Segment Start: EXTRACTED MATERIAL

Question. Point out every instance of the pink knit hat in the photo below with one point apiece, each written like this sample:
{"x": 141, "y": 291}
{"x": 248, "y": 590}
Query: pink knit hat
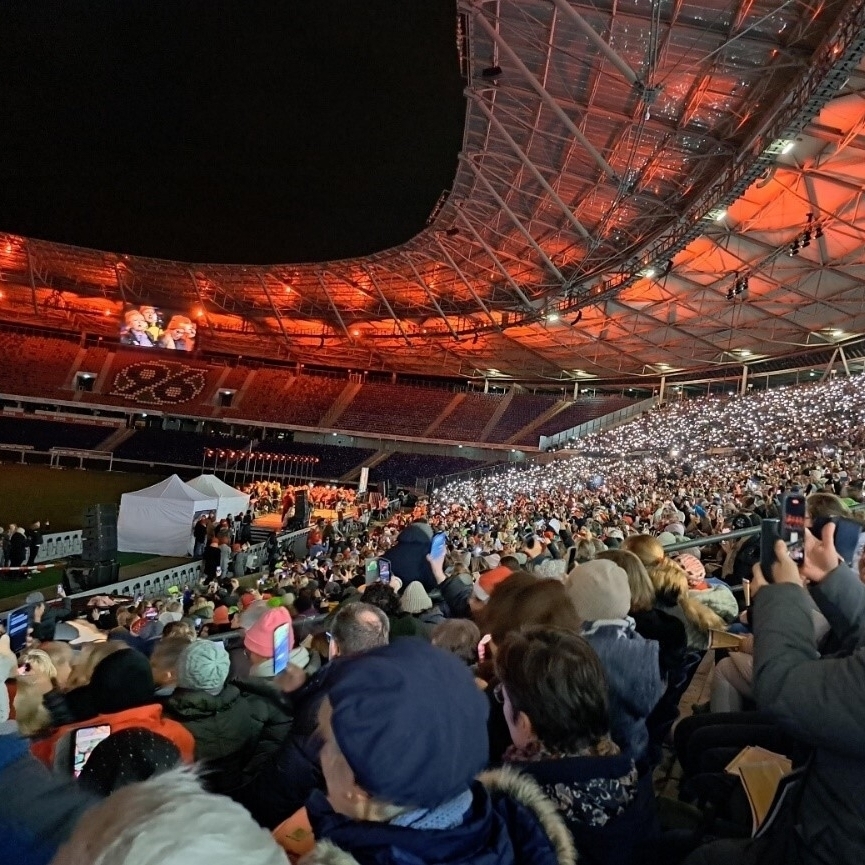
{"x": 259, "y": 638}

Segment End: EXTRACTED MATERIAL

EXERCISE DETAILS: All of the records need to be reproduced exactly, with each picture omitted.

REPLY:
Question. Point out every instance of the pink knit hat in the photo below with one point apiece, each written like this sample:
{"x": 141, "y": 291}
{"x": 248, "y": 590}
Query: pink knit hat
{"x": 259, "y": 638}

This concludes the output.